▼

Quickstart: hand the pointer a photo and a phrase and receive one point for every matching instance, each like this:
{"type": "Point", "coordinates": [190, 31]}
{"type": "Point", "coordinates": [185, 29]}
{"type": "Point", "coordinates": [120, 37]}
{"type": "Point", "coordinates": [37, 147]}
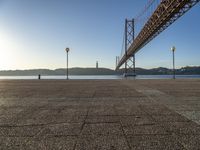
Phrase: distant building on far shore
{"type": "Point", "coordinates": [97, 65]}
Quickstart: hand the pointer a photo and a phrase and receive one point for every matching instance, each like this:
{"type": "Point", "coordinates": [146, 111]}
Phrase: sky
{"type": "Point", "coordinates": [35, 33]}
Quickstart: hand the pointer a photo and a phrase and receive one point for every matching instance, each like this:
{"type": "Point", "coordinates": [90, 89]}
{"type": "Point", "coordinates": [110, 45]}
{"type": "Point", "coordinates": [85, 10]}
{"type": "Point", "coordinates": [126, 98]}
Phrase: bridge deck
{"type": "Point", "coordinates": [100, 114]}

▲

> _WORK TASK_
Would you mind returning each entry above word for word, skipping the images?

> _RESPONSE_
Quickstart: hand the pointer a photo and a phrase and receive one point for every matching instance, each like this:
{"type": "Point", "coordinates": [190, 31]}
{"type": "Point", "coordinates": [185, 29]}
{"type": "Point", "coordinates": [120, 37]}
{"type": "Point", "coordinates": [37, 147]}
Phrase: distant building on far shore
{"type": "Point", "coordinates": [97, 65]}
Quickstart: hand the pointer a photo and a phrase and receive one point for every matching instance, each like this:
{"type": "Point", "coordinates": [146, 111]}
Phrase: sky
{"type": "Point", "coordinates": [35, 33]}
Quickstart: hand the pointer a photo and a phrase and receive one point for every matching instance, each like this:
{"type": "Point", "coordinates": [90, 89]}
{"type": "Point", "coordinates": [110, 45]}
{"type": "Point", "coordinates": [85, 10]}
{"type": "Point", "coordinates": [126, 98]}
Phrase: bridge deck
{"type": "Point", "coordinates": [100, 114]}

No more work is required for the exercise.